*WHAT TO DO*: From the essay on education and health policy, reproduce word for word the part that begins with the words containing "I know that" and ends with "up with it.".

*DOCUMENT TEXT*:
I know that the best medicine for my old driveway is a complete replacement because the underlying structure lacks integrity. Instead, I fill the cracks and potholes and periodically reseal the surface. The driveway looks a bit better and then deteriorates each time. However, patching is what I can afford to avoid complete disintegration. It is my private driveway, so I put up with it.
That is not the case with our government's obligation to support education and health for all. The Covid-19 pandemic and the persistence of achievement gaps across race and family wealth are the kinds of complex social problems that cannot be solved privately on an individual level. Repeated attempts to solve systemic issues through piecemeal surface treatment of symptoms always fail, promoting self-defeating reliance on individual rather than social solutions. The United States has chosen to do the equivalent of filling potholes. As a result, nothing ever gets solved. Putting up with that should not be the default option. That approach wastes money and breeds cynicism, divisiveness, and loss of confidence in democratic processes.
In both areas, the United States is the victim of a combination of forty years of skepticism of government solutions and acceptance of “let’s be realistic about what we can accomplish” thinking.
For example, for decades scattershot treatments of outcomes have characterized bi-partisan education improvement efforts with little to nothing to show for it except undermined public education and stress. The driving causes of inequitable outcomes, systemic inequity, its enabler, racism, and resultant precarious lives remain rampant and unaddressed.
Instead, the dominant education interventions have been to push or blame individuals. These include rewards and punishments for educators or students based on standardized test scores; rigid discipline regimes; and, more recently, a focus on developing grit to work through, put up with, or overcome rather than eliminate challenging social and economic conditions.
Equally, if not more, insidious is you-can't-save-everyone solutions, such as escape hatches for some kids through charter schools and vouchers, most of which are no better than local public schools. More broadly, the lack of universal health care and inequitable funding of schools through local real estate yield the same help-a-few result.

[Stored records]
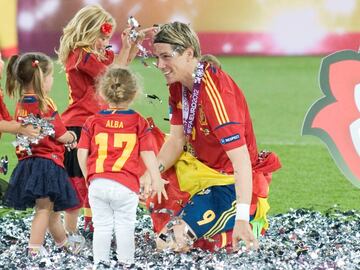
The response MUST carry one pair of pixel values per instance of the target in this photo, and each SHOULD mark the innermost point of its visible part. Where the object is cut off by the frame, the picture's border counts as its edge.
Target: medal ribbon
(189, 110)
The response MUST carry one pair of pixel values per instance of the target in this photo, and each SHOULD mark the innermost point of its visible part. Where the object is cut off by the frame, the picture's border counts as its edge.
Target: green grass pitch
(279, 91)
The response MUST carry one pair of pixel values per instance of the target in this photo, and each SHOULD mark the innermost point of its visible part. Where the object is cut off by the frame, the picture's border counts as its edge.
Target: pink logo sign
(335, 118)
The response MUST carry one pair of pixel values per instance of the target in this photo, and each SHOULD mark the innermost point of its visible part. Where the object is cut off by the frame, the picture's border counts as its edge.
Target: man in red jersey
(212, 145)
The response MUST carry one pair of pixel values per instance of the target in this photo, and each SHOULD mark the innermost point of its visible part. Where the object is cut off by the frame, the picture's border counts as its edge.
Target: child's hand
(145, 186)
(29, 130)
(148, 33)
(125, 38)
(158, 187)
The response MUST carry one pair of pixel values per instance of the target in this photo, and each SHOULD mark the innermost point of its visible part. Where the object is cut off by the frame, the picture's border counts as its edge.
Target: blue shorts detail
(211, 211)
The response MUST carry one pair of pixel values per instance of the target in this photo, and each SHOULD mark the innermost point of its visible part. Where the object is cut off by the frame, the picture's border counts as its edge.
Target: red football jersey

*EXERCISE SOLUTION*:
I know that the best medicine for my old driveway is a complete replacement because the underlying structure lacks integrity. Instead, I fill the cracks and potholes and periodically reseal the surface. The driveway looks a bit better and then deteriorates each time. However, patching is what I can afford to avoid complete disintegration. It is my private driveway, so I put up with it.